- **TRAVAIL À FAIRE**
Filtrez les enregistrements ci-dessous, s'il vous plaît, en recopiant chaque ligne qui contient la chaîne « query ».

********

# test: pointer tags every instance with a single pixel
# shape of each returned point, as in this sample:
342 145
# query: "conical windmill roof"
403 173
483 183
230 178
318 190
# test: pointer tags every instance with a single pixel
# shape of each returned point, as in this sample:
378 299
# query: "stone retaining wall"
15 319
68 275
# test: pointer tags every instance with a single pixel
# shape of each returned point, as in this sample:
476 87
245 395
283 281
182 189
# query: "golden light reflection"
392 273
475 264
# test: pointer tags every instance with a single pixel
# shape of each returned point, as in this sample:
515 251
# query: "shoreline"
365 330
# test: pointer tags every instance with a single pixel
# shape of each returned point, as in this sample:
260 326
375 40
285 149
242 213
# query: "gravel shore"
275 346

********

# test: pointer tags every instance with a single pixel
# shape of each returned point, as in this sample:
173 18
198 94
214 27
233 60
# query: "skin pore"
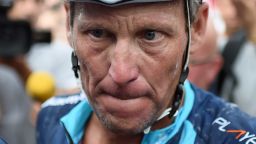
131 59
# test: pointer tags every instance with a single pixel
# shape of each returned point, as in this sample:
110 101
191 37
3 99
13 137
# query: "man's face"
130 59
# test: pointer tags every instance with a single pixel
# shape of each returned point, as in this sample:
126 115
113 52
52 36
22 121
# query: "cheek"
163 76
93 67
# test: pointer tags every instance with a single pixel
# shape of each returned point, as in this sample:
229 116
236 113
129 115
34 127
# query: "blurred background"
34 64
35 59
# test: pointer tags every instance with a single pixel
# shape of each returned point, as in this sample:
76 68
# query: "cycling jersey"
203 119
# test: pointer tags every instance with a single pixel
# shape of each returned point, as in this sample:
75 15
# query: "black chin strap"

********

- **CORRIGÉ DÉTAILLÉ**
# query: "conical windmill roof"
# query: "stone retaining wall"
# query: "golden light reflection"
# query: "shoreline"
# query: "gravel shore"
# query: "skin pore"
# query: "man's face"
# query: "cheek"
# query: "blurred background"
# query: "cycling jersey"
# query: "black chin strap"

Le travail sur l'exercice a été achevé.